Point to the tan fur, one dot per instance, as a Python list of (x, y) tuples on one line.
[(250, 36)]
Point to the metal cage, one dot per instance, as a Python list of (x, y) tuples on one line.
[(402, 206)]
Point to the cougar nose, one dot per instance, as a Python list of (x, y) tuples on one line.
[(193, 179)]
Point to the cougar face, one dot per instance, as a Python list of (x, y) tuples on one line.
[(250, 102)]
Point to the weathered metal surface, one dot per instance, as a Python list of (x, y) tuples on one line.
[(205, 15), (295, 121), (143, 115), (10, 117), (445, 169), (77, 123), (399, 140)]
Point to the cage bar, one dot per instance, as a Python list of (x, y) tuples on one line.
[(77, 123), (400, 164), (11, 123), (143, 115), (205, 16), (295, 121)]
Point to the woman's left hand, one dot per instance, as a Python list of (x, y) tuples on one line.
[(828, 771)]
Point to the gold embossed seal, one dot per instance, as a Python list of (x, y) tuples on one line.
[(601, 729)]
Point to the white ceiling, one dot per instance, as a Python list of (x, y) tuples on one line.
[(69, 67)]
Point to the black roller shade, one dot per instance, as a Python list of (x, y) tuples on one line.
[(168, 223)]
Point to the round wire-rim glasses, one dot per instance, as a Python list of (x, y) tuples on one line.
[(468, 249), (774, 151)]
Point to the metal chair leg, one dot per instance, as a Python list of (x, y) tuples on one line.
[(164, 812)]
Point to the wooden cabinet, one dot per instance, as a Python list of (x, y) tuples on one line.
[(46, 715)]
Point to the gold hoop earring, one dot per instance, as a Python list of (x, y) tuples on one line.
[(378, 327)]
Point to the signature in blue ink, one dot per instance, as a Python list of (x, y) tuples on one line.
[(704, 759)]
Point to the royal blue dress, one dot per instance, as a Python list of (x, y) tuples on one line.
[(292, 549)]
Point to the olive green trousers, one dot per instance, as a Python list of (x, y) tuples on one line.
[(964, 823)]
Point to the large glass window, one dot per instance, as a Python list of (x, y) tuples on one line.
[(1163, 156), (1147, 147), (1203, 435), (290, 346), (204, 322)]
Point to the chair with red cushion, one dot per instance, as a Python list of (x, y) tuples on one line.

» **Do this**
Can you write out all of the records again, substituting "one point per object" for every occurrence of "one dot per instance" and leaving everything else unchanged?

» **Exercise result**
Point to the tan fur, one point per object, as a Python list of (x, y) tuples on one line.
[(250, 36)]
Point to the metal cage, one point per object, as a Python list of (x, y) tuples on one line.
[(402, 206)]
Point to the cougar nose, one point per object, as a Python list of (x, y) tuples on one line.
[(193, 179)]
Point to the cougar face, one point per object, as a Python list of (x, y) tuples on one line.
[(250, 102)]
Point to the weathered metal surface, one point per object, as a Python list of (x, y) tuples on one line.
[(205, 15), (295, 121), (143, 115), (10, 117), (445, 169), (77, 123), (399, 140)]
Point to the cage bar, one point per object, as a Python list of (x, y) tuples on one line.
[(77, 123), (400, 164), (11, 123), (143, 115), (205, 16), (295, 121)]
Point to the woman's left hand, one point per object, as a Python list of (x, y) tuples on one line.
[(828, 771)]
Point to the gold embossed seal, one point per object, as a Python list of (x, y) tuples on one line.
[(601, 729)]
Point to the white ceiling, one point per object, as a Python list of (x, y) tuples on one line.
[(69, 67)]
Point to the black roller shade, one point per object, as a Python list of (x, y) tuples on one line.
[(168, 223)]
Point to the round wire-rim glasses, one point per object, as a Python list of (x, y) tuples on one line.
[(468, 249), (774, 151)]
Point to the metal chair leg, one point per object, as a Python list of (x, y) tuples on one line.
[(164, 812)]
Point to the wooden cabinet, one point per object, as a Python list of (x, y) tuples on one line.
[(46, 715)]
Point to the gold hoop earring, one point per object, as a Python list of (x, y) tuples on one line.
[(378, 327)]
Point to the signature in blue ink, one point per object, as a Python list of (x, y) tuples on one line.
[(704, 759)]
Point to the royal blue dress, one point per object, as a Python list of (x, y) tuples on one line.
[(292, 549)]
Point to the olive green trousers, one point per object, as a Python list of (x, y) tuples on one line.
[(964, 823)]
Point to the large glass window, one point per object, as a Python list of (x, y) tuples on one line.
[(1163, 156), (1147, 147), (1203, 435), (290, 346), (204, 322)]
Point to the chair with red cushion, one point per object, as a Python list of (x, y) tuples on one line.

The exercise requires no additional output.